** start DATA SECTION **

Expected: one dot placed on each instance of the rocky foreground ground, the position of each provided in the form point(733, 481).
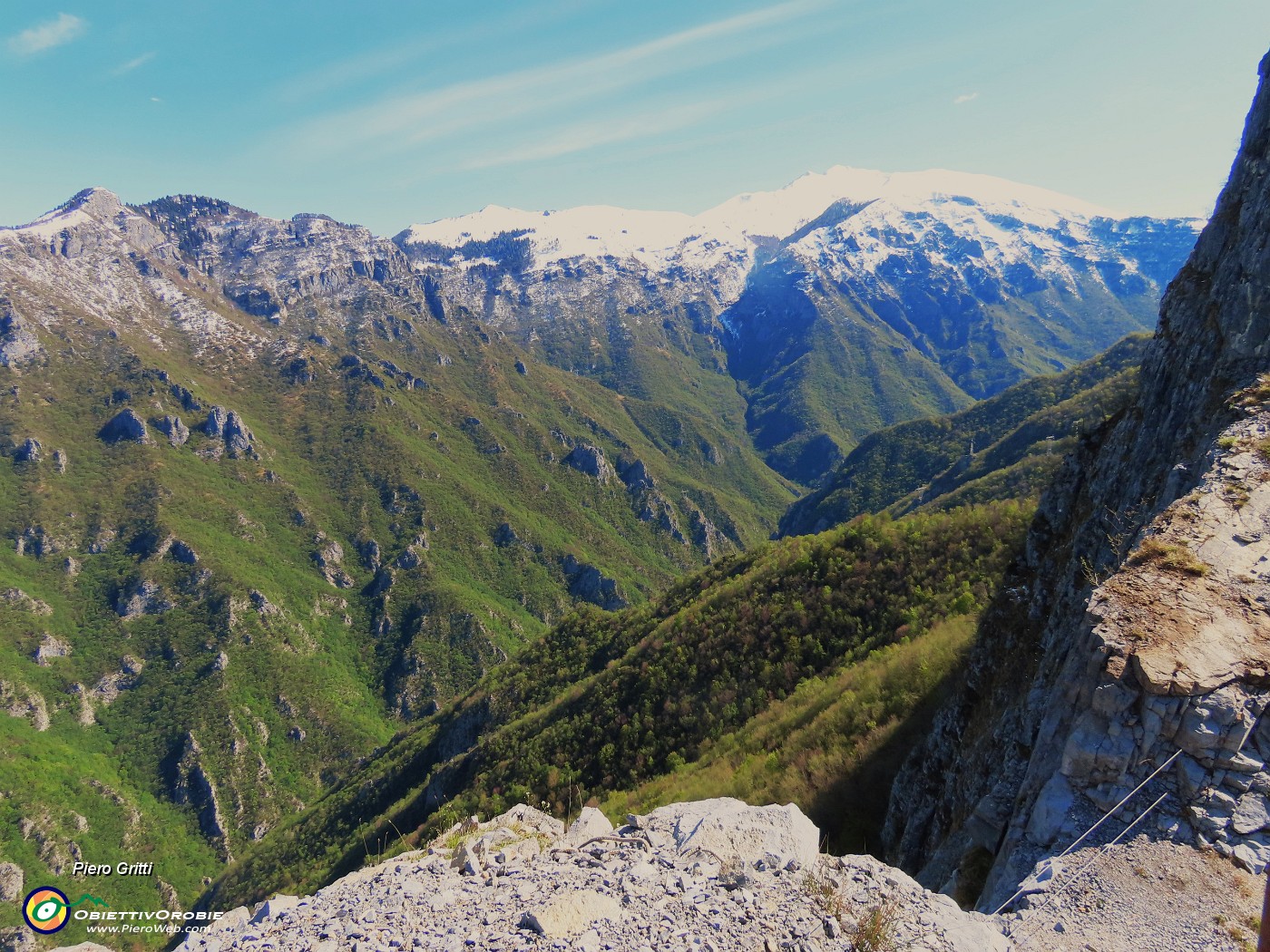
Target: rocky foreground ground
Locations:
point(718, 875)
point(715, 876)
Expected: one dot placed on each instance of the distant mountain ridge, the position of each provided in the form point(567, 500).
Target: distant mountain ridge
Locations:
point(286, 485)
point(842, 304)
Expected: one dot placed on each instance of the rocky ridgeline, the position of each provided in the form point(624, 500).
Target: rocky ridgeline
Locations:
point(1132, 645)
point(711, 875)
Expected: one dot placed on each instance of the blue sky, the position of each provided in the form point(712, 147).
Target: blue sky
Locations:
point(390, 113)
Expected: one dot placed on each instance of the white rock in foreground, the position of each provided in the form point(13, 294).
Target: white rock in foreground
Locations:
point(713, 876)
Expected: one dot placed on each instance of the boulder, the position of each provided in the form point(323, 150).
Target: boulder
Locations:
point(591, 822)
point(588, 584)
point(733, 831)
point(50, 647)
point(215, 424)
point(183, 552)
point(174, 429)
point(28, 451)
point(638, 478)
point(10, 882)
point(186, 399)
point(142, 598)
point(238, 437)
point(124, 427)
point(591, 461)
point(272, 907)
point(18, 342)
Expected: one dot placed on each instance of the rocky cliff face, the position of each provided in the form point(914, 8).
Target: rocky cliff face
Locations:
point(840, 305)
point(1136, 634)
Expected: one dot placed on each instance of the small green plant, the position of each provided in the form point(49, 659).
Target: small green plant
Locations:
point(1250, 396)
point(875, 928)
point(1168, 556)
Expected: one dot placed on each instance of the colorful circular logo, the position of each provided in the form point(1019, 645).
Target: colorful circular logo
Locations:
point(44, 909)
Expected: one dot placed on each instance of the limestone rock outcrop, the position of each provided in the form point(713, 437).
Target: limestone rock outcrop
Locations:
point(521, 881)
point(1133, 643)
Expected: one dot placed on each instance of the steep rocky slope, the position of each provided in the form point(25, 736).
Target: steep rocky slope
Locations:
point(713, 875)
point(247, 546)
point(1134, 637)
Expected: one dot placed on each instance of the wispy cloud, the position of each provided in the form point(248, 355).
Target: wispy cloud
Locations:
point(581, 136)
point(46, 35)
point(400, 122)
point(132, 63)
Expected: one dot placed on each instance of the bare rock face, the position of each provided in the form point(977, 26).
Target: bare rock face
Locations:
point(19, 345)
point(142, 598)
point(10, 882)
point(193, 786)
point(228, 427)
point(588, 584)
point(591, 461)
point(171, 427)
point(48, 649)
point(1143, 603)
point(732, 831)
point(19, 701)
point(124, 427)
point(29, 451)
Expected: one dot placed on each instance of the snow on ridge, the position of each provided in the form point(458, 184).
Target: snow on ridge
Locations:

** end DATA SECTION **

Output the rows above again word for word, starting at the line that contains "Expected: one dot placed on each instance of the boulder, the" and stopping after the line that contains "point(1168, 556)".

Expected: one dot placed on each instance of the boulder, the position of each provided in the form point(323, 150).
Target: boulder
Locations:
point(591, 822)
point(588, 584)
point(733, 831)
point(50, 647)
point(215, 424)
point(183, 552)
point(174, 429)
point(28, 451)
point(638, 478)
point(10, 882)
point(186, 399)
point(142, 598)
point(238, 437)
point(124, 427)
point(591, 461)
point(272, 907)
point(18, 342)
Expected: one dot placed on each instance of the rocky cliff face, the position of each provided in the form point(914, 8).
Target: rocky cliff face
Locations:
point(840, 305)
point(1136, 634)
Expected: one dot placed on each instance of the small green plant, the position of each provided in the form point(49, 659).
Target: small green plant
Locations:
point(1250, 396)
point(875, 928)
point(1168, 556)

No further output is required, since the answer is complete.